__Set task A__
Reproduce the serial EUSART write-up word for word, in full.
__Set task B__
In the records, rewrite everything from the line containing "Isolate green plant in the photo." down to the line containing "[15,17,263,252]", both included, as a JSON list of strings with one string per line and blank lines omitted.

BEGIN Provided passage

Microcontrollers 12 - Serial - EUSART

For this project I will locate the analogue reading to a separate chip, this chip will be known as the slave. The slave chip will receive some information from the master chip telling it the time interval for the measurements and also the number of measurements to be taken. The slave chip will take these series of measurements which will be sent to the master chip to be saved into the EEPROM. The information will be sent via serial communication. This project will utilise the currently existing setup with the keypad and LCD on the 16F887, this will be the master chip. The slave chip will be another 16F887 as the 16F628A does not support analogue, there will be a total of eight pins to be measured and a maximum of 240 singular measurements.

In digital electronics there is either parallel or serial data communication, parallel is a lot faster as there are more data lines whereas serial would be required to run 10 times faster if it were to run the same 8-bit amount of information. The great thing with serial is that just one data line can be used which saves on space and allows for the other pins on the chip to do something else or allows for a smaller chip. As you will notice in the microcontroller world the majority of the modules out there will be serial, for example the GPS module I use in a later project. Another example is data storage which is covered in the next chapter, using serial to save data on a separate EEPROM chip.

END Provided passage
BEGIN Stored records

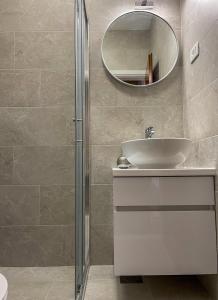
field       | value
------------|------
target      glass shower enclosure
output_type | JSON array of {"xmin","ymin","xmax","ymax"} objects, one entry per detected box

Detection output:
[{"xmin": 75, "ymin": 0, "xmax": 90, "ymax": 300}]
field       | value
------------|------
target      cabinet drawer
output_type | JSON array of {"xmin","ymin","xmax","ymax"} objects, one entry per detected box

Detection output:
[
  {"xmin": 114, "ymin": 211, "xmax": 217, "ymax": 276},
  {"xmin": 113, "ymin": 176, "xmax": 214, "ymax": 206}
]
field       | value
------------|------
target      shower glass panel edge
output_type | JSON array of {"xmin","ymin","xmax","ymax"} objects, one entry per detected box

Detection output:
[{"xmin": 75, "ymin": 0, "xmax": 90, "ymax": 300}]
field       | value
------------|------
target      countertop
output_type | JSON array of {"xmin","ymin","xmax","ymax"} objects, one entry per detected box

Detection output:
[{"xmin": 112, "ymin": 168, "xmax": 216, "ymax": 177}]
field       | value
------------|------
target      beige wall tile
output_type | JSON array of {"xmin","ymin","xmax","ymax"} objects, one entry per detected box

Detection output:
[
  {"xmin": 90, "ymin": 184, "xmax": 113, "ymax": 226},
  {"xmin": 0, "ymin": 107, "xmax": 72, "ymax": 146},
  {"xmin": 13, "ymin": 146, "xmax": 74, "ymax": 185},
  {"xmin": 40, "ymin": 71, "xmax": 75, "ymax": 106},
  {"xmin": 0, "ymin": 226, "xmax": 74, "ymax": 267},
  {"xmin": 0, "ymin": 147, "xmax": 13, "ymax": 185},
  {"xmin": 15, "ymin": 32, "xmax": 74, "ymax": 70},
  {"xmin": 91, "ymin": 146, "xmax": 121, "ymax": 184},
  {"xmin": 40, "ymin": 185, "xmax": 75, "ymax": 225},
  {"xmin": 0, "ymin": 186, "xmax": 39, "ymax": 226},
  {"xmin": 0, "ymin": 70, "xmax": 40, "ymax": 107},
  {"xmin": 91, "ymin": 225, "xmax": 113, "ymax": 265},
  {"xmin": 0, "ymin": 0, "xmax": 74, "ymax": 31},
  {"xmin": 0, "ymin": 32, "xmax": 14, "ymax": 69},
  {"xmin": 184, "ymin": 79, "xmax": 218, "ymax": 140}
]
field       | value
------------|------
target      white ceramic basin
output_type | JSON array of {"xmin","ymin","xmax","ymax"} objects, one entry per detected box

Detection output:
[{"xmin": 122, "ymin": 138, "xmax": 192, "ymax": 169}]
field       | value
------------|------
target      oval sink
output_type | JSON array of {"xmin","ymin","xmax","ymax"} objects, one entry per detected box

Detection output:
[{"xmin": 121, "ymin": 138, "xmax": 192, "ymax": 169}]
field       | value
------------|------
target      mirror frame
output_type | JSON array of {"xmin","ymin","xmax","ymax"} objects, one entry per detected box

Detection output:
[{"xmin": 101, "ymin": 9, "xmax": 180, "ymax": 88}]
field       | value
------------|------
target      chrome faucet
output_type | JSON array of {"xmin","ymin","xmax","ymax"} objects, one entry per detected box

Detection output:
[{"xmin": 145, "ymin": 126, "xmax": 155, "ymax": 139}]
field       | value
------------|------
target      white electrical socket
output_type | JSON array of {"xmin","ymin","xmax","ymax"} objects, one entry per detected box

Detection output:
[{"xmin": 190, "ymin": 42, "xmax": 200, "ymax": 64}]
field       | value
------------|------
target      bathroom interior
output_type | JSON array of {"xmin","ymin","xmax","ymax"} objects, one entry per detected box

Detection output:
[{"xmin": 0, "ymin": 0, "xmax": 218, "ymax": 300}]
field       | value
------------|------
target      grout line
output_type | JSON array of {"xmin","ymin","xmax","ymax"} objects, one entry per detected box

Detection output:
[{"xmin": 0, "ymin": 29, "xmax": 75, "ymax": 34}]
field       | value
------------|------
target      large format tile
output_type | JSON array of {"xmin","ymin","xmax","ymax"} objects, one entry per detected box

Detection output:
[
  {"xmin": 0, "ymin": 70, "xmax": 40, "ymax": 107},
  {"xmin": 147, "ymin": 276, "xmax": 210, "ymax": 300},
  {"xmin": 0, "ymin": 147, "xmax": 13, "ymax": 185},
  {"xmin": 0, "ymin": 186, "xmax": 39, "ymax": 226},
  {"xmin": 41, "ymin": 71, "xmax": 75, "ymax": 106},
  {"xmin": 91, "ymin": 146, "xmax": 121, "ymax": 184},
  {"xmin": 0, "ymin": 266, "xmax": 75, "ymax": 300},
  {"xmin": 85, "ymin": 278, "xmax": 153, "ymax": 300},
  {"xmin": 0, "ymin": 226, "xmax": 74, "ymax": 266},
  {"xmin": 0, "ymin": 107, "xmax": 73, "ymax": 146},
  {"xmin": 91, "ymin": 105, "xmax": 183, "ymax": 145},
  {"xmin": 13, "ymin": 147, "xmax": 74, "ymax": 185},
  {"xmin": 184, "ymin": 79, "xmax": 218, "ymax": 140},
  {"xmin": 0, "ymin": 0, "xmax": 74, "ymax": 31},
  {"xmin": 15, "ymin": 32, "xmax": 74, "ymax": 70},
  {"xmin": 7, "ymin": 281, "xmax": 51, "ymax": 300},
  {"xmin": 91, "ymin": 225, "xmax": 113, "ymax": 265},
  {"xmin": 40, "ymin": 185, "xmax": 75, "ymax": 225},
  {"xmin": 91, "ymin": 107, "xmax": 144, "ymax": 145},
  {"xmin": 46, "ymin": 280, "xmax": 75, "ymax": 300},
  {"xmin": 0, "ymin": 32, "xmax": 14, "ymax": 69},
  {"xmin": 85, "ymin": 265, "xmax": 211, "ymax": 300},
  {"xmin": 0, "ymin": 266, "xmax": 75, "ymax": 285}
]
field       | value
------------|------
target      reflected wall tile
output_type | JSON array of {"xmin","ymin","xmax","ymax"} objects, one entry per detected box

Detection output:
[
  {"xmin": 131, "ymin": 67, "xmax": 182, "ymax": 106},
  {"xmin": 0, "ymin": 186, "xmax": 39, "ymax": 226},
  {"xmin": 15, "ymin": 32, "xmax": 74, "ymax": 70},
  {"xmin": 40, "ymin": 185, "xmax": 75, "ymax": 225},
  {"xmin": 0, "ymin": 226, "xmax": 74, "ymax": 267},
  {"xmin": 90, "ymin": 68, "xmax": 134, "ymax": 106},
  {"xmin": 91, "ymin": 146, "xmax": 121, "ymax": 184},
  {"xmin": 91, "ymin": 184, "xmax": 113, "ymax": 226},
  {"xmin": 40, "ymin": 71, "xmax": 75, "ymax": 106},
  {"xmin": 91, "ymin": 225, "xmax": 113, "ymax": 265},
  {"xmin": 0, "ymin": 147, "xmax": 13, "ymax": 185},
  {"xmin": 0, "ymin": 70, "xmax": 40, "ymax": 107},
  {"xmin": 0, "ymin": 32, "xmax": 14, "ymax": 69},
  {"xmin": 13, "ymin": 146, "xmax": 74, "ymax": 185},
  {"xmin": 0, "ymin": 107, "xmax": 72, "ymax": 146}
]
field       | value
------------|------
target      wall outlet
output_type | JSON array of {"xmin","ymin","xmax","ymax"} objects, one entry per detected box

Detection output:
[{"xmin": 190, "ymin": 42, "xmax": 200, "ymax": 64}]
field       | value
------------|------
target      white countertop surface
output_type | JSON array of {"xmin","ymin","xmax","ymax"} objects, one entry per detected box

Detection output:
[{"xmin": 113, "ymin": 168, "xmax": 216, "ymax": 177}]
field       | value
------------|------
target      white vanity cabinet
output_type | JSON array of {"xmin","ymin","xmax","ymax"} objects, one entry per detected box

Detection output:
[{"xmin": 113, "ymin": 169, "xmax": 217, "ymax": 276}]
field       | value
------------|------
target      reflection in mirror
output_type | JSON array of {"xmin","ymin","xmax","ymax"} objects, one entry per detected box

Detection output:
[{"xmin": 102, "ymin": 11, "xmax": 178, "ymax": 86}]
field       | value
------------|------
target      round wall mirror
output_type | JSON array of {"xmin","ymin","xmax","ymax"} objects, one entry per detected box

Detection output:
[{"xmin": 102, "ymin": 11, "xmax": 179, "ymax": 86}]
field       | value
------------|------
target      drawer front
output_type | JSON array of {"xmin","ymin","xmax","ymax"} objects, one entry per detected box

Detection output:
[
  {"xmin": 114, "ymin": 211, "xmax": 217, "ymax": 276},
  {"xmin": 113, "ymin": 176, "xmax": 214, "ymax": 206}
]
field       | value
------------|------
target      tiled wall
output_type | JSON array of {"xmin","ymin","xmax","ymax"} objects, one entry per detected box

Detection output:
[
  {"xmin": 0, "ymin": 0, "xmax": 74, "ymax": 266},
  {"xmin": 181, "ymin": 0, "xmax": 218, "ymax": 299},
  {"xmin": 86, "ymin": 0, "xmax": 183, "ymax": 264}
]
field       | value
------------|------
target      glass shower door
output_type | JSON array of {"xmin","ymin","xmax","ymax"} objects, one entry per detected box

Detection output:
[{"xmin": 75, "ymin": 0, "xmax": 89, "ymax": 299}]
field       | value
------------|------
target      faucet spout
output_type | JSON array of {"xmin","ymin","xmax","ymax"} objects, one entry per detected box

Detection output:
[{"xmin": 145, "ymin": 126, "xmax": 155, "ymax": 139}]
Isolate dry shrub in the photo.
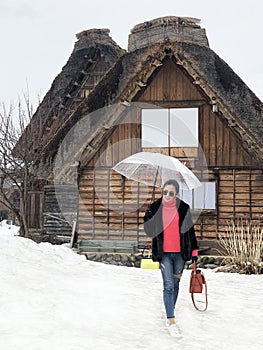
[219,219,263,274]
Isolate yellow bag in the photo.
[141,244,160,270]
[141,258,160,270]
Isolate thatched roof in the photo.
[17,29,125,161]
[78,21,263,161]
[18,17,263,178]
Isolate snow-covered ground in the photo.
[0,222,263,350]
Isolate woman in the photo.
[144,180,198,337]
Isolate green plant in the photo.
[219,219,263,274]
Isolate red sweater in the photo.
[162,197,198,256]
[162,198,181,253]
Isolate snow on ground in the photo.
[0,222,263,350]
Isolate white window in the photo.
[142,108,198,147]
[179,181,216,210]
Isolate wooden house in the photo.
[15,17,263,252]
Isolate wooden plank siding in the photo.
[78,59,263,241]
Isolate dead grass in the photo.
[219,219,263,274]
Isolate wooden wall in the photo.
[78,59,263,241]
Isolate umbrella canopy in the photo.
[112,152,201,190]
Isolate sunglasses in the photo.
[163,190,175,197]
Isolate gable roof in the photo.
[17,17,263,180]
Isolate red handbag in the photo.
[189,261,208,311]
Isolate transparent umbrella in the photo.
[112,152,201,190]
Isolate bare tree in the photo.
[0,94,33,237]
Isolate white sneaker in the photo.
[168,323,182,338]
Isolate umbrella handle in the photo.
[150,165,159,203]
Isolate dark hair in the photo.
[163,179,179,194]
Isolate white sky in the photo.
[0,0,263,112]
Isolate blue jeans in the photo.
[161,253,185,318]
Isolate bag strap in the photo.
[191,261,208,312]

END Stored records

__Response A__
Microcontrollers 12 - Serial - EUSART

For this project I will locate the analogue reading to a separate chip, this chip will be known as the slave. The slave chip will receive some information from the master chip telling it the time interval for the measurements and also the number of measurements to be taken. The slave chip will take these series of measurements which will be sent to the master chip to be saved into the EEPROM. The information will be sent via serial communication. This project will utilise the currently existing setup with the keypad and LCD on the 16F887, this will be the master chip. The slave chip will be another 16F887 as the 16F628A does not support analogue, there will be a total of eight pins to be measured and a maximum of 240 singular measurements.

In digital electronics there is either parallel or serial data communication, parallel is a lot faster as there are more data lines whereas serial would be required to run 10 times faster if it were to run the same 8-bit amount of information. The great thing with serial is that just one data line can be used which saves on space and allows for the other pins on the chip to do something else or allows for a smaller chip. As you will notice in the microcontroller world the majority of the modules out there will be serial, for example the GPS module I use in a later project. Another example is data storage which is covered in the next chapter, using serial to save data on a separate EEPROM chip.

__Response B__
[
  "Isolate green plant in the photo.",
  "[219,219,263,274]",
  "Isolate red sweater in the photo.",
  "[162,197,198,256]",
  "[162,198,181,253]",
  "Isolate snow on ground in the photo.",
  "[0,222,263,350]",
  "Isolate white window in the photo.",
  "[142,108,198,147]",
  "[179,181,216,210]",
  "Isolate wooden house in the photo.",
  "[15,17,263,252]"
]